### Given text
###
According to Aubrey, who knew him well, Harvey was not tall, but of the lowest stature; round-faced, olivaster in complexion, with little round eyes, very black and full of spirit, his hair black as a raven, but quite white twenty years before he died. His portrait in the College of Physicians corresponds with this account, indicating a nervous, bilious temperament, and showing a compact, square, wide forehead. The general expression is highly intellectual, contemplative, and manly.

Harvey has the rare distinction of standing at the head of three departments of science in England—comparative anatomy, physiology, and medicine. When these scarcely existed, he evolved them into living form from chaos. The extent of his achievements must be gauged by the extent of the superstructure built upon his foundations. He laid the foundations broad and firm, and practised the true method of science. Notwithstanding Harvey’s infirmities, his mind in old age was characterised by an abiding youthfulness and desire to learn, so that Aubrey found him studying Oughtred’s “Clavis Mathematica,” and working problems not long before he died. He was equally pleased to communicate his knowledge to others, and, as Aubrey relates, “to instruct any that were modest and respectful to him. In order to my journey (I was at that time bound for Italy), he dictated to me what to see, what company to keep, what books to read, how to manage my studies—in short, he bid me go to the fountain-head and read Aristotle, Cicero, Avicenna.” He was always very contemplative, and was wont to frequent the leads of Cockaine House, which his brother Eliab had bought, having there his several stations in regard to the sun and the wind, for the indulgence of his fancy. At the house at Combe, in Surrey, he had caves made in the ground, in which he delighted in the summer-time to meditate. He also loved darkness, as he could then best contemplate. The activity of his mind would often deprive him of sleep, when he would rise and walk about in his shirt, until he was cooled and could gain sleep. Similarly he treated his attacks of gout; he would sit with his legs bare, even in frost, on the leads of Cockaine House, and put them into a pail of water until he was almost dead with cold, and thus he found his attacks could be moderated.
###
### Dataset
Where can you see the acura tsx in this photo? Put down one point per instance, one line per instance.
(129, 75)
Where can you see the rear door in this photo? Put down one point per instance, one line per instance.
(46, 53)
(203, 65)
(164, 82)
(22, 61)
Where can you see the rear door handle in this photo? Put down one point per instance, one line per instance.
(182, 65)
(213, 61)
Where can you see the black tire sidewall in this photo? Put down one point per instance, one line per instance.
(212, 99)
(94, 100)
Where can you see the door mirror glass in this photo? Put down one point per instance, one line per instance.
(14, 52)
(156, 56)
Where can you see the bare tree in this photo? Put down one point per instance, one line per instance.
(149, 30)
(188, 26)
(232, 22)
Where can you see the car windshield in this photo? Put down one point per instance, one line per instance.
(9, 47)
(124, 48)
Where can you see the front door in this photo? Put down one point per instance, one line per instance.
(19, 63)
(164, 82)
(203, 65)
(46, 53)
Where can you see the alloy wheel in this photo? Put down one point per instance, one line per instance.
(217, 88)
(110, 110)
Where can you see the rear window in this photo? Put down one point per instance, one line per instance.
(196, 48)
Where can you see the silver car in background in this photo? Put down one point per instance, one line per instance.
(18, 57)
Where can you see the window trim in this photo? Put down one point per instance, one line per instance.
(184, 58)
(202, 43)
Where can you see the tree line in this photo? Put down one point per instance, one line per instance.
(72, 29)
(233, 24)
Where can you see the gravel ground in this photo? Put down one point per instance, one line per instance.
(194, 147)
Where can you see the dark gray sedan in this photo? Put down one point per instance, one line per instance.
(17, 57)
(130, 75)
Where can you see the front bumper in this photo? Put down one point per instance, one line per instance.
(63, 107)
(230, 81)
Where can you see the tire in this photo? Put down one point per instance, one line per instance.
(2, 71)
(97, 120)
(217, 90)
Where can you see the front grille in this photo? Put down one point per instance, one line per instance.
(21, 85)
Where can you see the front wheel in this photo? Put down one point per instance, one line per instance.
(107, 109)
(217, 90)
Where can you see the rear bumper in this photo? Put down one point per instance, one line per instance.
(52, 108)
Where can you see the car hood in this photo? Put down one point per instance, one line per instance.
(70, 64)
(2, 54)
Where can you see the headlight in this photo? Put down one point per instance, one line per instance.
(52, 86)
###
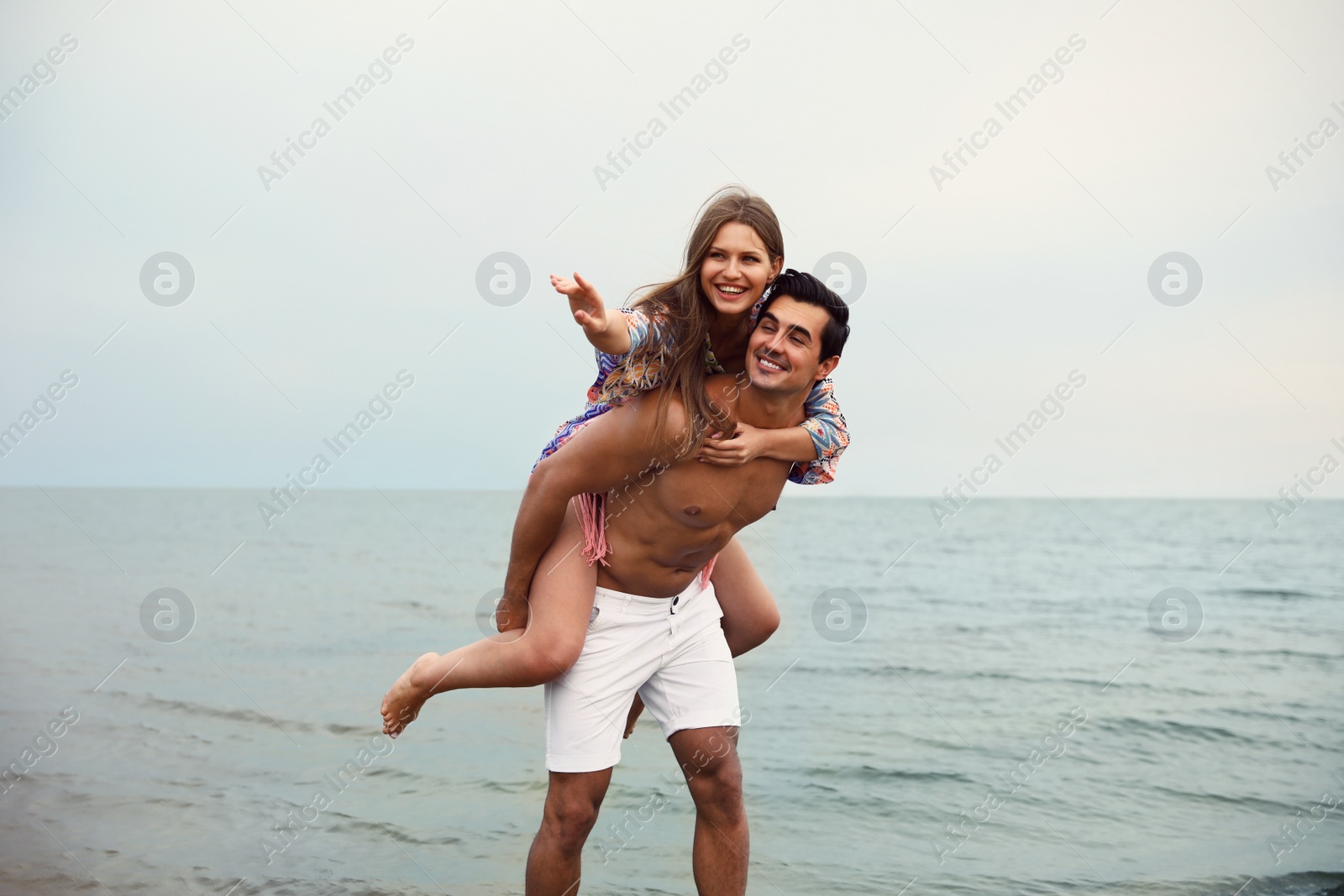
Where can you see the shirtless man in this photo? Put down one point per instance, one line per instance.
###
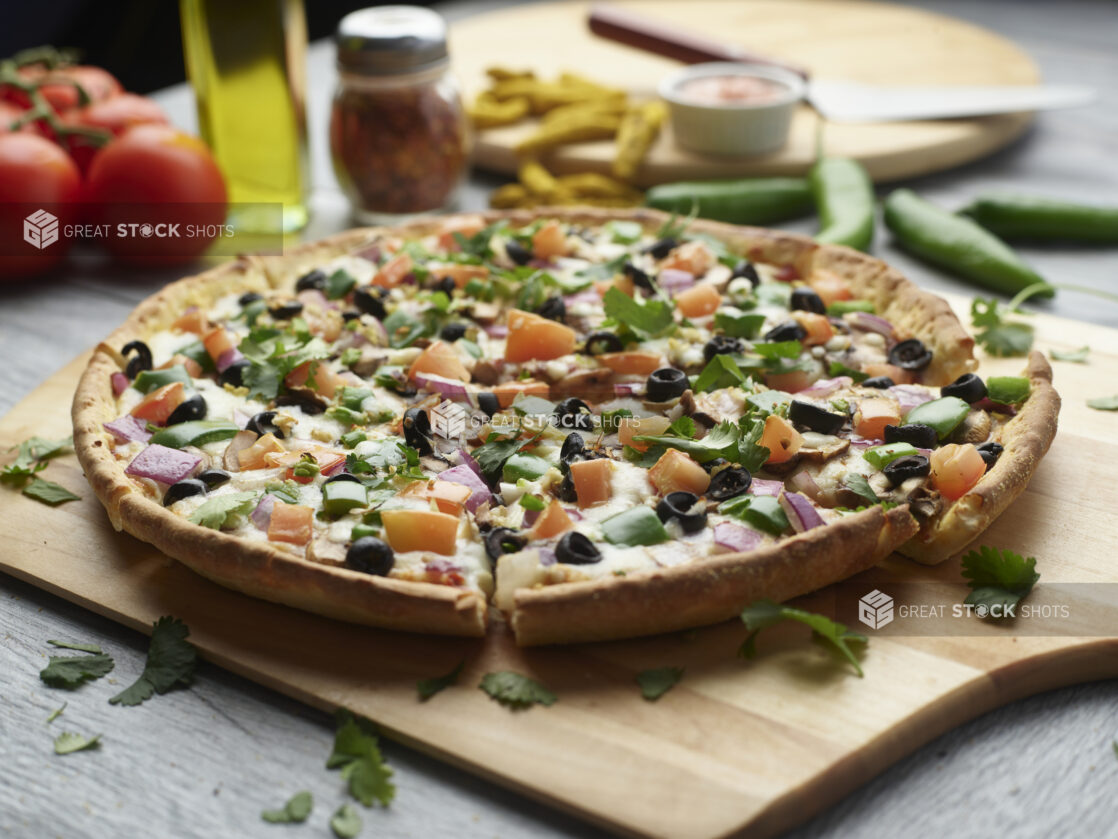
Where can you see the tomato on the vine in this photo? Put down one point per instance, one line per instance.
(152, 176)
###
### Required tasks
• A. In the passage about Harvey, which authors did Harvey tell Aubrey to read?
• B. Carry on the passage about Harvey from its last sentence.
The lines above have nothing to do with the passage about Harvey.

### Responses to the exercise
• A. Aristotle, Cicero, Avicenna

• B.
His great works were, according to the custom of the age, written in Latin; and Dr. Willis, who has translated all of them into English, describes his Latin as generally easy, often elegant, and not unfrequently copious and imaginative—he never seems to feel in the least fettered by the language he is using.

The College of Physicians, says Dr. Munk, possesses some interesting memorials of Harvey, two of which may be mentioned. One the whalebone probe or rod, tipped with silver, with which he demonstrated the parts in his Lumleian Lectures at the college. The other, consisting of six tables of wood, upon which are spread the different blood-vessels and nerves of the human body, carefully dissected out, probably prepared by Harvey himself, and presumed to have been used by him in his lectures. They were presented to the college by the Earl of Winchelsea, one of whose ancestors, the Lord-Chancellor Nottingham, had married the niece of Harvey.